## Exercise task
In the items below, reproduce verbatim every line beginning with the one that contains "Pinpoint blue jersey." and continuing through the one that contains "32 162 282 415", with both of those lines included.

(Data records)
--------

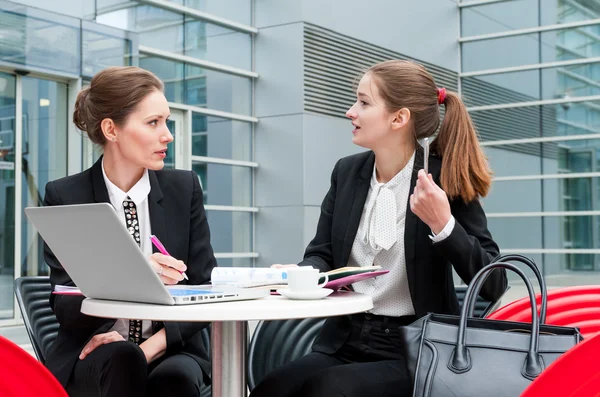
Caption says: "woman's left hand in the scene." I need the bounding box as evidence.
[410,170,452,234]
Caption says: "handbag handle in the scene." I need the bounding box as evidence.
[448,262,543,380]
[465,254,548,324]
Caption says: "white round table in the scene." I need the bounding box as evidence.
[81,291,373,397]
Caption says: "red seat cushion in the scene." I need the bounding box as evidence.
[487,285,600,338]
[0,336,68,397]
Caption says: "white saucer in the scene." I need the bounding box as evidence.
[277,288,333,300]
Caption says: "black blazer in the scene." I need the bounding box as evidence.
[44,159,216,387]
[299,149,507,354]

--------

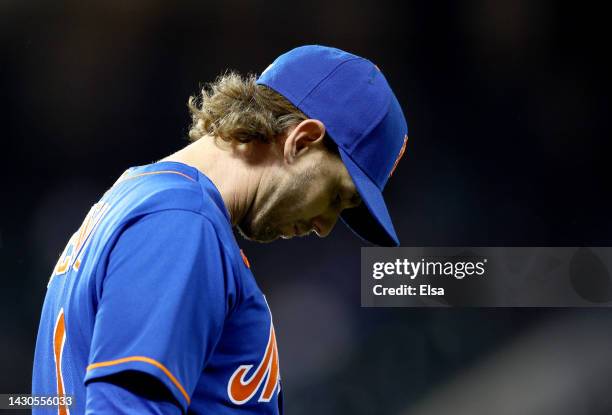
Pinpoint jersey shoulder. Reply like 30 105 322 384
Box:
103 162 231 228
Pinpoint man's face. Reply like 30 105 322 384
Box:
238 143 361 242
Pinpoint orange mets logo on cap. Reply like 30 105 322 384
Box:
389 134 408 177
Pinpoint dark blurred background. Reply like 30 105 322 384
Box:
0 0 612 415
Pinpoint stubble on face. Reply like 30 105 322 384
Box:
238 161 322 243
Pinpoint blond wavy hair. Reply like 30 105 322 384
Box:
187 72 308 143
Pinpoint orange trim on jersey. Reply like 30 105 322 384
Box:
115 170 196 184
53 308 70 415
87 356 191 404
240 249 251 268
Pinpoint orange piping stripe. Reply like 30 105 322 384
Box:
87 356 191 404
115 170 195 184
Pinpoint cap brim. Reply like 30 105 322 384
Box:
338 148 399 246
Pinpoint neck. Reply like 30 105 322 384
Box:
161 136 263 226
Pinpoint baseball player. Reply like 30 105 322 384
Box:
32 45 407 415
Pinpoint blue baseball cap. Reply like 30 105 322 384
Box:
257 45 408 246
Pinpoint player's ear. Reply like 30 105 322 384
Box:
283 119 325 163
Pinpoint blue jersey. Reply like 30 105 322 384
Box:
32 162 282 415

--------

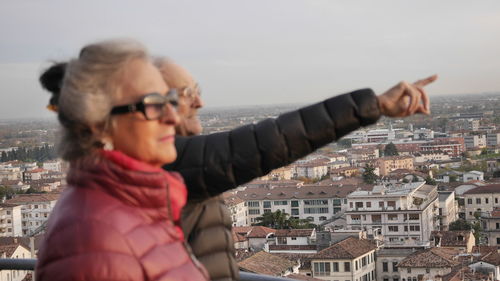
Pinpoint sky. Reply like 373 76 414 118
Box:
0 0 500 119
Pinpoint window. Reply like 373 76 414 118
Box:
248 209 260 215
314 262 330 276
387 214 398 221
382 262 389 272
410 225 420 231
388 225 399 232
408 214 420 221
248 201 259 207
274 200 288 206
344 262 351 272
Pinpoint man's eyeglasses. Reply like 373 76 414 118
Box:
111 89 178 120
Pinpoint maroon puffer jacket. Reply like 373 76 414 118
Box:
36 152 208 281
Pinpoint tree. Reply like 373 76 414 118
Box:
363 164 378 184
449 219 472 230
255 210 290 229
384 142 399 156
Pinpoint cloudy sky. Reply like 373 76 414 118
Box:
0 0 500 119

--------

## Solved exercise
Pinpoint blue jersey. Reply like 30 105 322 384
Box:
32 162 282 415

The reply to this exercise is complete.